TASK TO COMPLETE = Can you quote the lines below exactly, starting at the line with "Phrase: podium microphone" and going through the last one?

DATASET EXTRACT =
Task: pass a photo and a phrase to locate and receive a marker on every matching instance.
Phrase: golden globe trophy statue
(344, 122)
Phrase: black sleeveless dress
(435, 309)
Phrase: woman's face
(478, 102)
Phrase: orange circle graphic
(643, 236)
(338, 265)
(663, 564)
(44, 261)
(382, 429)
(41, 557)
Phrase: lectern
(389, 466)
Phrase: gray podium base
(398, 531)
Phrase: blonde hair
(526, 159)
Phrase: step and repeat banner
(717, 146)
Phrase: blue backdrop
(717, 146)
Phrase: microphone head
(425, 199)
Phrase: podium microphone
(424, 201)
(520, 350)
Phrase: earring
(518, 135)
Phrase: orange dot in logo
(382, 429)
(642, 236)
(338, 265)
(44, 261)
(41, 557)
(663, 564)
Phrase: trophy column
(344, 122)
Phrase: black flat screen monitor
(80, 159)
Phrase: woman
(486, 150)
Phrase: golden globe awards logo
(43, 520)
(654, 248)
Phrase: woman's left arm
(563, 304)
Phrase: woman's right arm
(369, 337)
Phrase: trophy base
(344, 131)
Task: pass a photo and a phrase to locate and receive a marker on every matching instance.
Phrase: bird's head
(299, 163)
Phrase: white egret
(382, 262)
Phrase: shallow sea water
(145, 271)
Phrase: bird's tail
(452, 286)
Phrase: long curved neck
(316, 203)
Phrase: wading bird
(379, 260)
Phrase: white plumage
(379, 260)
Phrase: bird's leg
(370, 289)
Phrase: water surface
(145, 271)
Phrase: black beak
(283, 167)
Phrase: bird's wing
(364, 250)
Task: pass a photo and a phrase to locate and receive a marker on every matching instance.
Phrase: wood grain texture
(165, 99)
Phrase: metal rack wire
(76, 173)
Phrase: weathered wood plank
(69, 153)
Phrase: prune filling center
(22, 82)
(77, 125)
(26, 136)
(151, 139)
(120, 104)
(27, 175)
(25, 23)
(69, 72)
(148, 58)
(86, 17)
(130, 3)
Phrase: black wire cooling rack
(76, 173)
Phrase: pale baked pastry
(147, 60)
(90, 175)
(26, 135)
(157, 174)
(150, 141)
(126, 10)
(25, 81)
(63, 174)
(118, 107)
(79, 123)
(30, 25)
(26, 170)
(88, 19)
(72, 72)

EXPECTED OUTPUT =
Phrase: podium microphone
(424, 201)
(520, 350)
Phrase: earring
(518, 135)
Phrase: orange dot in logo
(382, 429)
(642, 236)
(338, 265)
(44, 261)
(41, 557)
(663, 564)
Phrase: trophy column
(344, 122)
Phrase: black flat screen monitor
(80, 159)
Phrase: woman
(486, 150)
Phrase: golden globe awards logo
(43, 520)
(654, 248)
Phrase: woman's left arm
(563, 304)
Phrase: woman's right arm
(369, 337)
Phrase: trophy base
(344, 131)
Task: pass a photo and a phrase to locate and receive a marker on every matching instance.
Phrase: bird's head
(299, 163)
Phrase: white egret
(382, 262)
Phrase: shallow sea water
(145, 271)
Phrase: bird's tail
(452, 286)
Phrase: long curved neck
(316, 203)
Phrase: wading bird
(379, 260)
Phrase: white plumage
(379, 260)
Phrase: bird's leg
(370, 289)
Phrase: water surface
(145, 271)
Phrase: black beak
(283, 167)
Phrase: bird's wing
(364, 250)
Task: pass a photo and a phrase to locate and receive a marker on every matching instance.
Phrase: wood grain texture
(165, 99)
Phrase: metal rack wire
(76, 173)
Phrase: weathered wood plank
(69, 153)
Phrase: prune filling center
(22, 82)
(77, 125)
(26, 136)
(151, 139)
(120, 104)
(27, 175)
(25, 23)
(69, 72)
(148, 58)
(86, 17)
(130, 3)
Phrase: black wire cooling rack
(76, 173)
Phrase: pale baked pastry
(147, 60)
(90, 175)
(26, 135)
(157, 174)
(150, 141)
(126, 10)
(25, 81)
(63, 174)
(118, 107)
(79, 123)
(30, 25)
(26, 170)
(88, 19)
(72, 72)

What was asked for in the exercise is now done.